On This Day 673 Years Ago…..The Worst Ever Pandemic, The Black Death Arrived On Our Shores

 673 years ago to day, a pandemic worse than anything seen before, arrived on our shores for the first time. 


On the 25th of June1348 the Black Death arrived on a ship which docked at Weymouth. Within just three weeks, it had spread to London where it would go on to kill 40% of the population.


 It was the first and most severe manifestation of a pandemic, caused by Yersinia pestis bacteria. The term Black Death was not used until the late 17th century.


The first-known case in England was a seaman who arrived at Weymouth, Dorset, from Gascony in June 1348.[1] By autumn, the plague had reached London, and by summer 1349 it covered the entire country, before dying down by December. Low estimates of mortality in the early twentieth century have been revised upwards due to re-examination of data and new information, and a figure of 40–60 per cent of the population is widely accepted.

──────

Activity 1: Reproduce the part of the Black Death article that opens with the words containing "It was the first and" and closes with "late 17th century.".
Activity 2: Write the next part of the Black Death article, starting right after its final sentence.
None of the entries that come next are needed.

Natural-language descriptions of regions
──────

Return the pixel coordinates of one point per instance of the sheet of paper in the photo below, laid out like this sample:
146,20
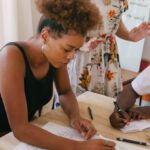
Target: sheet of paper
135,126
73,134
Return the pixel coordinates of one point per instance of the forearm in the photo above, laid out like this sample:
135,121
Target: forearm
36,136
123,32
69,104
127,97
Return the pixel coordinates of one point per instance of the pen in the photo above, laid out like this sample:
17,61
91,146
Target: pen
90,113
133,141
118,109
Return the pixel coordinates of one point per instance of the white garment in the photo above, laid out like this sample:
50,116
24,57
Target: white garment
142,82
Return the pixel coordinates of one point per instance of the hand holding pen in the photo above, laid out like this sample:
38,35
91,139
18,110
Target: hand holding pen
119,118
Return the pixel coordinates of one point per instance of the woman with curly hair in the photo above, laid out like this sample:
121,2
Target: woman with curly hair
28,69
96,67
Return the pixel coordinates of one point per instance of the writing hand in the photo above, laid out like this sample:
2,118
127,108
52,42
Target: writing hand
138,113
119,121
98,144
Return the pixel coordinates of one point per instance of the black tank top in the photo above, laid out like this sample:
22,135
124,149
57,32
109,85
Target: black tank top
38,92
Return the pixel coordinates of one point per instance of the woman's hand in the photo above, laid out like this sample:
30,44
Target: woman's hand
138,113
119,121
140,32
84,126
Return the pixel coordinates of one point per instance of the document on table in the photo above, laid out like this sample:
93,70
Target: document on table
71,133
135,126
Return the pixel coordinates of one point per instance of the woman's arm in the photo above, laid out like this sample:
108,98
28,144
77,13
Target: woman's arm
69,104
134,35
12,70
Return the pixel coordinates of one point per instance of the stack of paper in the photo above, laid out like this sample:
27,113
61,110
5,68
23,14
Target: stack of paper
135,126
73,134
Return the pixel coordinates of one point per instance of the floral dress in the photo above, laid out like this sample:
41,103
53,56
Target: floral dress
96,66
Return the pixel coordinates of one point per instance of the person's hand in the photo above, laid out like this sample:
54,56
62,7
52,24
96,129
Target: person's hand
119,121
85,127
138,113
97,144
140,32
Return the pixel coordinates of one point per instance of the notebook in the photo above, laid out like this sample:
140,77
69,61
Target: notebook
73,134
136,126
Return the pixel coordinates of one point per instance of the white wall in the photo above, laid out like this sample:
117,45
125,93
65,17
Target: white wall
146,50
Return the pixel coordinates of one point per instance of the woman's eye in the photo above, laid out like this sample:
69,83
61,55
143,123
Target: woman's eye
67,50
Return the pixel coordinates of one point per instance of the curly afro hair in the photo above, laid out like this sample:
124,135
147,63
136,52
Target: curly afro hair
80,16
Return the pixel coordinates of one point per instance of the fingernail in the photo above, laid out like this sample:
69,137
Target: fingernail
83,134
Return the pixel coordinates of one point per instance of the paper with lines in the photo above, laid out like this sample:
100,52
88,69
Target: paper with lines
73,134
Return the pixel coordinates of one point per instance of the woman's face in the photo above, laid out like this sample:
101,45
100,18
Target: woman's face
59,51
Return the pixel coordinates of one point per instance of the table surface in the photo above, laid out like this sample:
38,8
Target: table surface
127,75
101,106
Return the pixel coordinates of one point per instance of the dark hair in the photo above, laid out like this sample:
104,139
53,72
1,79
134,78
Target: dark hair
64,15
51,24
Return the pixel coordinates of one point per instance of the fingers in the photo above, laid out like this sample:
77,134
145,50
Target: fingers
117,121
85,128
88,129
108,143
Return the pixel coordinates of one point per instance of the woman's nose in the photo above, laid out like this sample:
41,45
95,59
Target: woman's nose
71,55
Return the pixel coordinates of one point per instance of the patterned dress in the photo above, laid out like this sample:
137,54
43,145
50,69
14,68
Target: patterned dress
96,67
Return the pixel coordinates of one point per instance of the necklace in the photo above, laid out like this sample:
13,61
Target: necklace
107,2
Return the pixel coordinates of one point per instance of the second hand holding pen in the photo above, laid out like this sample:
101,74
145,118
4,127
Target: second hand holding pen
118,110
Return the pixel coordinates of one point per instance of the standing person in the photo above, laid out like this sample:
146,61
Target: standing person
96,67
126,100
28,69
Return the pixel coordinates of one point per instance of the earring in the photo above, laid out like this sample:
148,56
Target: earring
43,45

──────

Exercise result 1:
It was the first and most severe manifestation of a pandemic, caused by Yersinia pestis bacteria. The term Black Death was not used until the late 17th century.

Exercise result 2:
The most immediate consequence was a halt to the campaigns of the Hundred Years' War. In the long term, the decrease in population caused a shortage of labour, with subsequent rise in wages, resisted by the landowners, which caused deep resentment among the lower classes. The Peasants' Revolt of 1381 was largely a result of this resentment, and even though the rebellion was suppressed, in the long term serfdom was ended in England. The Black Death also affected artistic and cultural efforts, and may have helped advance the use of the vernacular.


In 1361–62 the plague returned to England, this time causing the death of around 20 per cent of the population. After this the plague continued to return intermittently throughout the 14th and 15th centuries, in local or national outbreaks. From this point on its effect became less severe, and one of the last outbreaks of the plague in England was the Great Plague of London in 1665–1666.


It is widely believed that although the great fire of London 1666 was tragic, it bought the plaque to a halt.